Copy the mailing-list reply on piggybacked ACKs below, word for word and in full.

▶ [SOURCE DOCUMENT]:

= = = = =

From: "Doug Graham" <dgraham@nortel.com>
To: linux-sctp@vger.kernel.org
Subject: Re: [PATCH] Fix piggybacked ACKs
Date: Fri, 31 Jul 2009 12:59:29 +0000 [thread overview]
Message-ID: <20090731125929.GD2758@nortel.com> (raw)
In-Reply-To: <20090729160557.GC29475@nortel.com>
On Fri, Jul 31, 2009 at 12:21:15PM +0800, Wei Yongjun wrote:
> Doug Graham wrote:
> > On Thu, Jul 30, 2009 at 07:40:47PM -0400, Doug Graham wrote:
> >
> >> On Thu, Jul 30, 2009 at 05:24:09PM -0400, Vlad Yasevich wrote:
> >>
> >>> If you still have BSD setup, can you try increasing you message size
> >>> to say 1442 and see what happens.
> >>>
> >>> I'd expect bundles SACKs at 1440 bytes, but then probably a separate SACK and DATA.
> >>>
> >> The largest amount of data I can send and still have the BSD server bundle
> >> a SACK with the response is 1436 bytes. The total ethernet frame size
> >> at that point is 1514 bytes, so this seems correct. I've attached
> >> wireshark captures with data sizes of 1436 bytes and 1438 bytes.

= = = = =

▶ [DATA SEGMENT]:
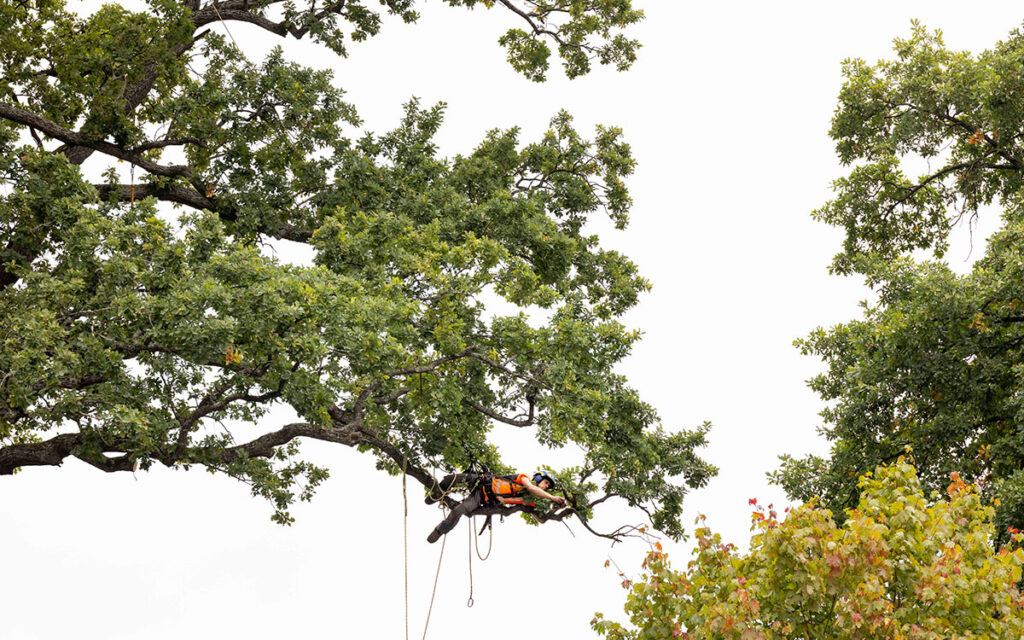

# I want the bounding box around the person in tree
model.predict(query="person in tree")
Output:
[427,470,565,543]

= = = = =

▶ [REPLY]:
From: "Doug Graham" <dgraham@nortel.com>
To: linux-sctp@vger.kernel.org
Subject: Re: [PATCH] Fix piggybacked ACKs
Date: Fri, 31 Jul 2009 12:59:29 +0000 [thread overview]
Message-ID: <20090731125929.GD2758@nortel.com> (raw)
In-Reply-To: <20090729160557.GC29475@nortel.com>
On Fri, Jul 31, 2009 at 12:21:15PM +0800, Wei Yongjun wrote:
> Doug Graham wrote:
> > On Thu, Jul 30, 2009 at 07:40:47PM -0400, Doug Graham wrote:
> >
> >> On Thu, Jul 30, 2009 at 05:24:09PM -0400, Vlad Yasevich wrote:
> >>
> >>> If you still have BSD setup, can you try increasing you message size
> >>> to say 1442 and see what happens.
> >>>
> >>> I'd expect bundles SACKs at 1440 bytes, but then probably a separate SACK and DATA.
> >>>
> >> The largest amount of data I can send and still have the BSD server bundle
> >> a SACK with the response is 1436 bytes. The total ethernet frame size
> >> at that point is 1514 bytes, so this seems correct. I've attached
> >> wireshark captures with data sizes of 1436 bytes and 1438 bytes.